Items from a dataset
---*---

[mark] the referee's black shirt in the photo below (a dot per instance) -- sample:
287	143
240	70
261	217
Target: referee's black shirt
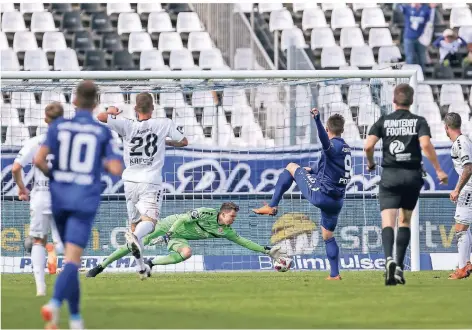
400	132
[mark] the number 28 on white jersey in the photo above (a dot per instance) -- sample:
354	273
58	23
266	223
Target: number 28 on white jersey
144	146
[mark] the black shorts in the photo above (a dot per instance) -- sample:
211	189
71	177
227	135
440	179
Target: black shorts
399	188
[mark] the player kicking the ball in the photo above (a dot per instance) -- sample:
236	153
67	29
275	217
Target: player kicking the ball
40	205
461	153
144	143
324	187
202	223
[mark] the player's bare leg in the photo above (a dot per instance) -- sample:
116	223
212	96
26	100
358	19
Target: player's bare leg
463	247
283	184
388	236
332	251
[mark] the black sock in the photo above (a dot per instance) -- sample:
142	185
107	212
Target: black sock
403	240
387	241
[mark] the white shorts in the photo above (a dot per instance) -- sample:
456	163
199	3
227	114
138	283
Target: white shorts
143	199
463	214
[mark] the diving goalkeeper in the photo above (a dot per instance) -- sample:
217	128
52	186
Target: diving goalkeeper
176	230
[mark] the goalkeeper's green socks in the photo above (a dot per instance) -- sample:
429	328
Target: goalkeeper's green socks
119	253
172	258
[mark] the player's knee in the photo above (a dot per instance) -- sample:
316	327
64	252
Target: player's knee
186	252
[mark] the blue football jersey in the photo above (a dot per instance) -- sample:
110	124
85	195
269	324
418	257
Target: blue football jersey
334	168
79	147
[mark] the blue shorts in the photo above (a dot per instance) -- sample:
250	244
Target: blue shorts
329	207
74	226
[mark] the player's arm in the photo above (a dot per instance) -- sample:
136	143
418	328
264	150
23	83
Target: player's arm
322	134
424	135
177	139
250	245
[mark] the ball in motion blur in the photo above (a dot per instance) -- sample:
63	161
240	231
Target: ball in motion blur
283	264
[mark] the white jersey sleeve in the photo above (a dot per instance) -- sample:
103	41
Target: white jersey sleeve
122	126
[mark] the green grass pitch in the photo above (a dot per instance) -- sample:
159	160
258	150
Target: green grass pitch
251	300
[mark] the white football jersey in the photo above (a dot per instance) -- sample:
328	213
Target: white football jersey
40	192
144	146
461	154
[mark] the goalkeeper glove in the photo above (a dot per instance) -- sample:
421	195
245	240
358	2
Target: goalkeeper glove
273	252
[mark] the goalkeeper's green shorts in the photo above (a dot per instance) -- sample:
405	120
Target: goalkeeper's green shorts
176	244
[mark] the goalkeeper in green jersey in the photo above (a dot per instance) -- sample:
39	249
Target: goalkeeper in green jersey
177	230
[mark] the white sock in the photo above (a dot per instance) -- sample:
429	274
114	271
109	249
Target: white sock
142	229
463	247
38	257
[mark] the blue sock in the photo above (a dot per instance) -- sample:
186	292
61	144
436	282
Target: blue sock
283	184
332	251
67	287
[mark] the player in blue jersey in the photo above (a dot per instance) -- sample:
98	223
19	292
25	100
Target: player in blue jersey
80	149
324	186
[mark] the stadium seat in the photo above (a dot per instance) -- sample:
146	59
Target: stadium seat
72	22
389	54
302	6
12	21
292	36
313	18
66	60
181	59
372	17
169	41
3	41
23	41
111	41
416	67
322	37
380	37
95	60
151	59
460	17
139	41
362	56
36	60
332	57
330	6
211	58
9	60
342	17
351	37
280	20
60	8
129	22
91	8
465	32
359	94
188	22
118	8
42	22
122	60
83	41
32	7
198	41
269	7
159	22
100	23
450	93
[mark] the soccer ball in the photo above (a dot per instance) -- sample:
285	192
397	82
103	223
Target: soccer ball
283	264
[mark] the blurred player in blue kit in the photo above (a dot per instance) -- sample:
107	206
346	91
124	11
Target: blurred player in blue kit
324	186
80	149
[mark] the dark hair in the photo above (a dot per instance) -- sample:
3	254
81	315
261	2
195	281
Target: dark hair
144	103
229	206
453	120
86	96
403	95
54	110
336	124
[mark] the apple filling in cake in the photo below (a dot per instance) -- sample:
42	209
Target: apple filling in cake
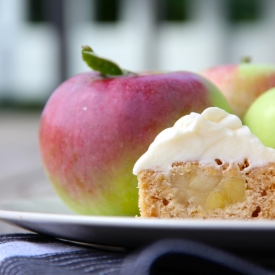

---*---

> **Problem details**: Will you restate every entry word for word and omit the images?

> **Output below**:
[mark] the referee's black shirt in the photo below (a dot per instance) -- sample:
287	143
240	70
261	217
Target: referee's black shirt
400	132
[mark] the number 28 on white jersey in the photo above (a dot per instance) -- sample:
354	273
58	23
266	223
Target: number 28 on white jersey
144	146
[mark] the black shorts in the photo above (a dot per instance) -- sample:
211	189
71	177
227	135
440	179
Target: black shorts
399	188
[mark] the player kicking the ball in the photo above (a dot per instance) -- sample:
236	153
67	29
275	217
Target: player kicking the ball
40	205
461	153
144	143
324	187
202	223
[mark] the player's bare leg in the photo above (a dot per instance) -- sample:
116	223
212	96
26	100
358	19
Target: player's bare leg
463	247
283	184
388	236
332	251
[mark] the black sock in the photo above (a dot per instance) -- sample:
142	185
107	212
Target: black sock
403	240
387	241
[mark] the white shorts in the photo above (a dot per instance) -- sample:
456	163
199	3
227	114
138	283
Target: white shorts
143	199
463	214
[mark] the diving goalkeeper in the photo above (a dot per instance) -- sample:
217	128
52	186
Target: diving goalkeeper
176	230
[mark] the goalkeeper's green socks in the photo above (a dot per instance) -- sample:
429	328
Target: goalkeeper's green socks
119	253
172	258
[mark] the player's knee in the photo above (a dot per instance) -- sample:
316	327
64	252
Target: player's knee
186	252
[mark] the blue football jersey in the photo above (a dot per instance) -- sample:
110	124
85	195
269	324
418	257
Target: blue football jersey
334	168
79	147
[mark] the blue shorts in the photo above (a dot per instance) -- sample:
250	244
Target: blue shorts
329	207
74	226
[mark] the player's arm in the photo above (a dot per instance) -- sample:
136	143
418	328
264	150
23	83
Target: player's arm
322	134
424	135
177	139
250	245
[mark] the ball in motion blur in the photo above (a dot per instance) -- sample:
63	161
240	231
Target: ball in motion blur
283	264
[mark] the white jersey sleeve in the photo above (a dot per instance) -- sample:
103	41
Target: white jersey sleeve
122	126
[mark] the green grass pitch in the photo above (a dot per instance) -- sample:
159	160
258	150
Target: green grass pitch
251	300
[mark] the white football jersey in the photo above (a dot per instance) -- sample:
328	213
Target: white football jersey
40	192
144	146
461	154
[mark] the goalkeeper glove in the photo above (a dot per instance) -- sample:
421	195
245	240
358	2
Target: goalkeeper glove
273	252
[mark] the goalkeeper's green shorts in the photo above (a dot per instance) -- sample:
405	120
Target: goalkeeper's green shorts
176	244
[mark] the goalkeeper in green jersey in the photo above (a dot per instance) -- sample:
39	249
Target: goalkeeper in green jersey
177	230
[mark] the white sock in the photo above (a dot per instance) -- sample:
429	274
114	271
109	249
Target: white sock
142	229
463	247
38	257
[mark] the blue sock in the photo above (a dot per instance) -- sample:
186	292
61	144
436	282
Target: blue sock
283	184
332	251
67	287
[mark] the player in blue jersey in the photo above (a dot per instance) -- sample:
98	223
19	292
25	100
Target: player in blue jersey
80	149
324	186
[mark] the stadium seat in the photo above (a dot per instance) -- sample:
146	59
Target: stadium seat
72	22
389	54
302	6
12	21
292	36
313	18
66	60
181	59
372	17
169	41
3	41
23	41
111	41
416	67
322	37
380	37
95	60
151	59
460	17
139	41
362	56
36	60
332	57
330	6
211	58
9	60
342	17
351	37
280	20
60	8
129	22
91	8
465	32
359	94
188	22
118	8
42	22
122	60
83	41
32	7
198	41
269	7
159	22
100	23
450	93
[mark] the soccer ball in the photo above (a dot per instance) -- sample:
285	192
397	82
103	223
Target: soccer ball
283	264
[mark] the blurred player in blue kit in the photo above (a dot per instance) -- sample:
107	206
346	91
124	11
Target: blurred player in blue kit
324	186
80	149
[mark] the dark hair in the photo above (a dot per instance) -- sample:
3	254
81	315
261	2
195	281
Target: dark hair
144	103
229	206
453	120
86	96
403	95
54	110
336	124
[mark] the apple filling in cake in the photo below (a dot per instance) -- sample:
42	209
Target: apple filling in cake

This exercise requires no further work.